> **Exercise**
Beginning at whichever line contains "Target: short brown hair", reproduce each line of the records below word for word, ending with the last, and add nothing.

*** Opening of Records for processing ***

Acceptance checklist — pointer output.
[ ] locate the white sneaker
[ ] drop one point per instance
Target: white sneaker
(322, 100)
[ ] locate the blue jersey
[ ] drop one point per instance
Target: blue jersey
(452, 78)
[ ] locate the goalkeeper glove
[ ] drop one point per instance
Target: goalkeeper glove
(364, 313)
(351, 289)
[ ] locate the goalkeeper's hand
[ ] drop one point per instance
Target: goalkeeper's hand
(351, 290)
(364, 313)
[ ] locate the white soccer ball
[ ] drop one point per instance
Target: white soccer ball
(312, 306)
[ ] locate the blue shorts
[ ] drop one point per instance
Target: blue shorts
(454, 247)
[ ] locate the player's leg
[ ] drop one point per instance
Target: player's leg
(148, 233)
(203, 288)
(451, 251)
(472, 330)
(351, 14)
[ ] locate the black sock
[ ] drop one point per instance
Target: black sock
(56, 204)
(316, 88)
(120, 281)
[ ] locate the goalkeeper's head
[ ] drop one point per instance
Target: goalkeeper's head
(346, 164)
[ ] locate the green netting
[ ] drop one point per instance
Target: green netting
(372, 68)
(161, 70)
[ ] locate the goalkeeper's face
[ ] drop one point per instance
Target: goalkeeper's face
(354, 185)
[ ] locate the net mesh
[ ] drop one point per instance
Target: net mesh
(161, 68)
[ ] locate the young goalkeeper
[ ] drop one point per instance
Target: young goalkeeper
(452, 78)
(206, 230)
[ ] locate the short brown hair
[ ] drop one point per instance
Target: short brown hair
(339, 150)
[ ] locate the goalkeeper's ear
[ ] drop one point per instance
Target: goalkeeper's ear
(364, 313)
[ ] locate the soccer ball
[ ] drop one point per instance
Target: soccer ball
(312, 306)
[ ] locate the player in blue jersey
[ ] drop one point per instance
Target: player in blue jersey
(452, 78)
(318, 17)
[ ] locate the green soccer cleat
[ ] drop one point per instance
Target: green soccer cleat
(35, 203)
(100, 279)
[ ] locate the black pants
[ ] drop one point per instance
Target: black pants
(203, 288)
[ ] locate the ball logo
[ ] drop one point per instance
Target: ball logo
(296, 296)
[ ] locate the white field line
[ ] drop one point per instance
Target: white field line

*** Close of Records for processing ***

> **Task answer**
Target: short brown hair
(339, 150)
[ ] locate the goalkeeper's ear
[ ] drop one point per instance
Target: goalkeeper's ear
(364, 313)
[ ] locate the soccer ball
[ ] drop one point per instance
Target: soccer ball
(312, 306)
[ ] locate the player in blue jersey
[ ] drop one point per instance
Target: player in blue jersey
(452, 78)
(318, 17)
[ ] locate the green soccer cleat
[ ] drop one point per instance
Target: green soccer cleat
(35, 203)
(100, 279)
[ ] locate the black pants
[ ] drop one point per instance
Target: black pants
(203, 288)
[ ] locate the ball logo
[ ] drop one point per instance
Target: ball logo
(296, 296)
[ ] locate the white field line
[ ] drop one point per instance
Target: white field line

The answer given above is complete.